DATA SUPPLIED:
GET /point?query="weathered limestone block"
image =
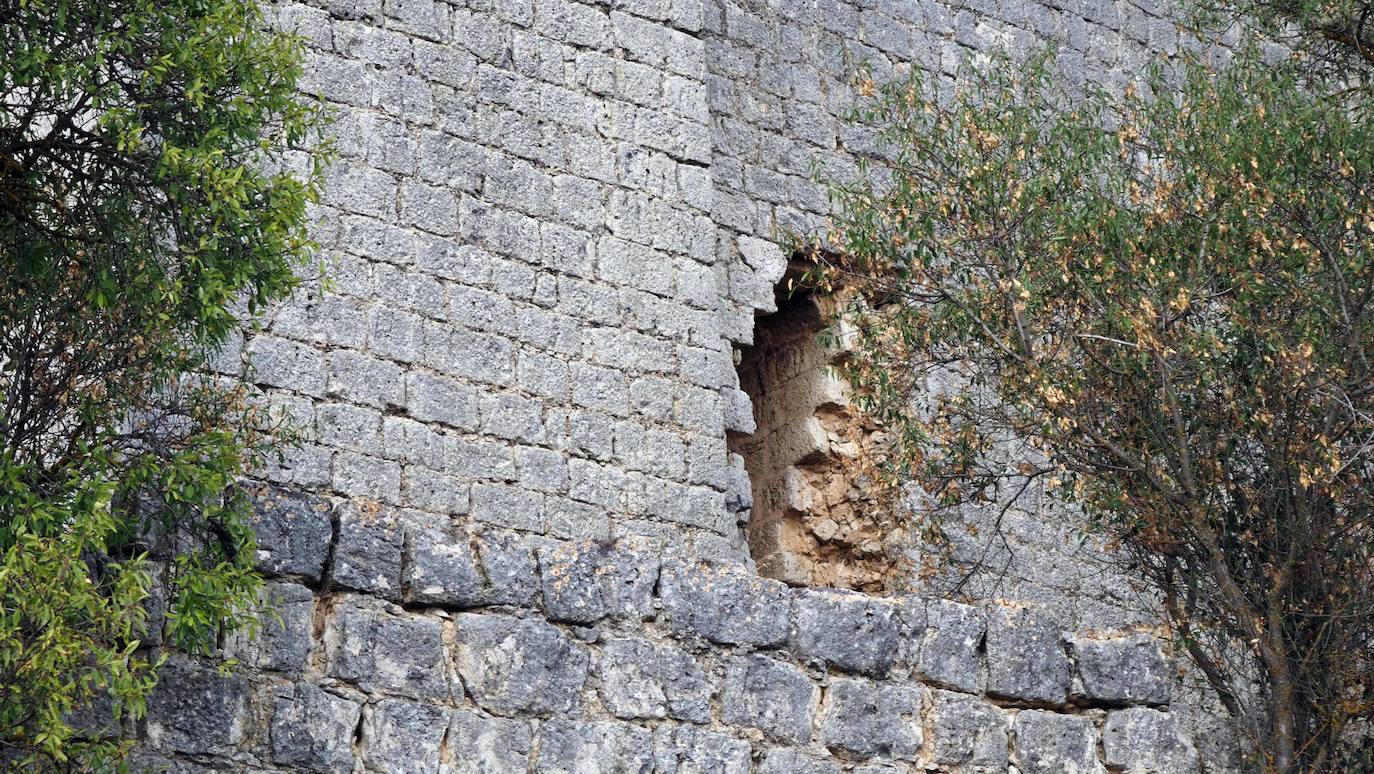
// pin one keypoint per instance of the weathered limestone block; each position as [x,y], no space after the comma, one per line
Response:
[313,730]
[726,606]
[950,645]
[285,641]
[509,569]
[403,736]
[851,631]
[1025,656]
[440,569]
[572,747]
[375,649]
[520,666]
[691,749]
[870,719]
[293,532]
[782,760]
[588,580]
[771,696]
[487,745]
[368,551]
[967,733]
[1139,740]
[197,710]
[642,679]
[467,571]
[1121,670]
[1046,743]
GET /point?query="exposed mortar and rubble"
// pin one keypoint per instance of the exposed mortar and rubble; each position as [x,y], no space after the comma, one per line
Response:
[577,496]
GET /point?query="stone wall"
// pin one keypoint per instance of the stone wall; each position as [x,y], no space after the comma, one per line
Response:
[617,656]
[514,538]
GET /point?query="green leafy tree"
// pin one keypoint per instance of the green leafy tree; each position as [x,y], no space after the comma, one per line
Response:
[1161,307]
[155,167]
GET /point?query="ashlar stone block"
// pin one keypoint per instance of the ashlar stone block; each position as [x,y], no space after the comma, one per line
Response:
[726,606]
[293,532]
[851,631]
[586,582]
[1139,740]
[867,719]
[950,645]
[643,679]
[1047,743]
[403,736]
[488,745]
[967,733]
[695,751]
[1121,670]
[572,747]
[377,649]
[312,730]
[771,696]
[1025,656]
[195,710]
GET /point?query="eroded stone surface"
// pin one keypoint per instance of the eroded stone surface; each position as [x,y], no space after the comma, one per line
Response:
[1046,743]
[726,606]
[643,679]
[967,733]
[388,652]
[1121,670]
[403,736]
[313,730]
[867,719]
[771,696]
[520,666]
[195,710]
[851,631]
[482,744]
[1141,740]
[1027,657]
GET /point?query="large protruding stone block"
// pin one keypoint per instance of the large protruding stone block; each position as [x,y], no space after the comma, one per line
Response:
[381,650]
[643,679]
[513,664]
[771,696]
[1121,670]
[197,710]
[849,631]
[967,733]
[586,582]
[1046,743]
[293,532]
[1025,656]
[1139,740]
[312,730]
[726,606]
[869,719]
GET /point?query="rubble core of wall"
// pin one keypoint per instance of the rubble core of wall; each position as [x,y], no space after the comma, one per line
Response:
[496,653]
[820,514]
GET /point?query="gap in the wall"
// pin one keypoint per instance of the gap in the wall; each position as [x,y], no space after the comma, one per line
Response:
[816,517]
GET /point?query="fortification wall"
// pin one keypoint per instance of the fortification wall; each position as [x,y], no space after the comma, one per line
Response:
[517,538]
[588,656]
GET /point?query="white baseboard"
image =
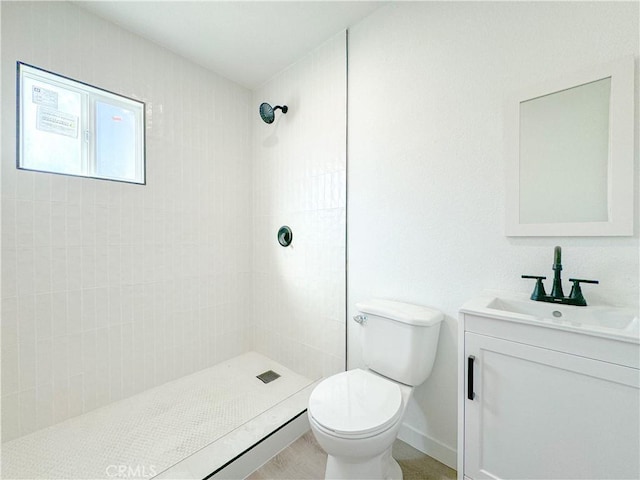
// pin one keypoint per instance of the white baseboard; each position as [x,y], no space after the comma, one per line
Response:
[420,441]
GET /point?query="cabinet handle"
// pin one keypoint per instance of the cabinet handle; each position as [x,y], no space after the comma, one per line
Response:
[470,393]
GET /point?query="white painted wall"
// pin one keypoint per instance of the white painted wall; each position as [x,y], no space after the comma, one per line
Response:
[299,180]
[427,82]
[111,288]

GOAL OF THE EXERCISE:
Answer with one number only: how many lines in the data contain the word "protruding"?

EXERCISE RESULT:
2